→ Given instruction
List each line of the items below that contains the word "every". Case counts.

#### Data section ####

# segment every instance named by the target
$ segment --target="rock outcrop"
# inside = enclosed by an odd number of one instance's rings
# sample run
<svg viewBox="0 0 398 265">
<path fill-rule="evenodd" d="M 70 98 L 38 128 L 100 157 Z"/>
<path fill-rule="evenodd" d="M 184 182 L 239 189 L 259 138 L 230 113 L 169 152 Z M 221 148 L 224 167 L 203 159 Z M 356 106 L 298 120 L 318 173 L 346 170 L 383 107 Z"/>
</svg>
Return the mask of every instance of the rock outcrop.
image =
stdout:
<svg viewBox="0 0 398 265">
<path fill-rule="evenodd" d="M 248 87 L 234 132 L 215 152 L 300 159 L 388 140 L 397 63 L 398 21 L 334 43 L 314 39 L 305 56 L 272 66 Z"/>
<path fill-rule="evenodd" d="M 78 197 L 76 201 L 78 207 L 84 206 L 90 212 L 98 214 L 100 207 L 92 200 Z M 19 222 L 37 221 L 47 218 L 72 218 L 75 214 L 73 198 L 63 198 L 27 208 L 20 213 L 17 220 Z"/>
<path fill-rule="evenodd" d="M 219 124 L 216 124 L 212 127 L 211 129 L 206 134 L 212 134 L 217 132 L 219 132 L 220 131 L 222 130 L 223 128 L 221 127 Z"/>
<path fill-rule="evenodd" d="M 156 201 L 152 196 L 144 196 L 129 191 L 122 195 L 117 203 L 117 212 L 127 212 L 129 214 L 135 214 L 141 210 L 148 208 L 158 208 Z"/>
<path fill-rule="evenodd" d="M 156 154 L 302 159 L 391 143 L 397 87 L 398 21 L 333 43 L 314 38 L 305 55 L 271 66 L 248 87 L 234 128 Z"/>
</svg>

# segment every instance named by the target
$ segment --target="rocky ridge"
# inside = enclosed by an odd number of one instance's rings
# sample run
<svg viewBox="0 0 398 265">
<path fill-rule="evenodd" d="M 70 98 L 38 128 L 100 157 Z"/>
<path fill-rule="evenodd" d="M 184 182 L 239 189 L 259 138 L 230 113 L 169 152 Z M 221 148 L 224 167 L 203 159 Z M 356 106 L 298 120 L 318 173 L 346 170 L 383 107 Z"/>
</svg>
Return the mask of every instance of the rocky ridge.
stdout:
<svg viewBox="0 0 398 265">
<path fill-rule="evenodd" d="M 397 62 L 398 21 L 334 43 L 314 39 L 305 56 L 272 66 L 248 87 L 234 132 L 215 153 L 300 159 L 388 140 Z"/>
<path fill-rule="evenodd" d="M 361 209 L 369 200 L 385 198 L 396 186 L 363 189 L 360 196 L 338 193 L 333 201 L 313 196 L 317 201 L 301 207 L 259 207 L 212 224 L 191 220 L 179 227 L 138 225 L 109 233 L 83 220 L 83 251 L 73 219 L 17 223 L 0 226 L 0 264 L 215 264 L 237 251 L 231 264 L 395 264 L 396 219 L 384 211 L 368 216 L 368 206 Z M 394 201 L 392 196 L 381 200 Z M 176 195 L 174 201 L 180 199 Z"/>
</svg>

####

→ Task response
# segment every instance named by the target
Return the mask of every instance of the rock outcrop.
# segment every instance named by the target
Return the mask of every instance of the rocky ridge.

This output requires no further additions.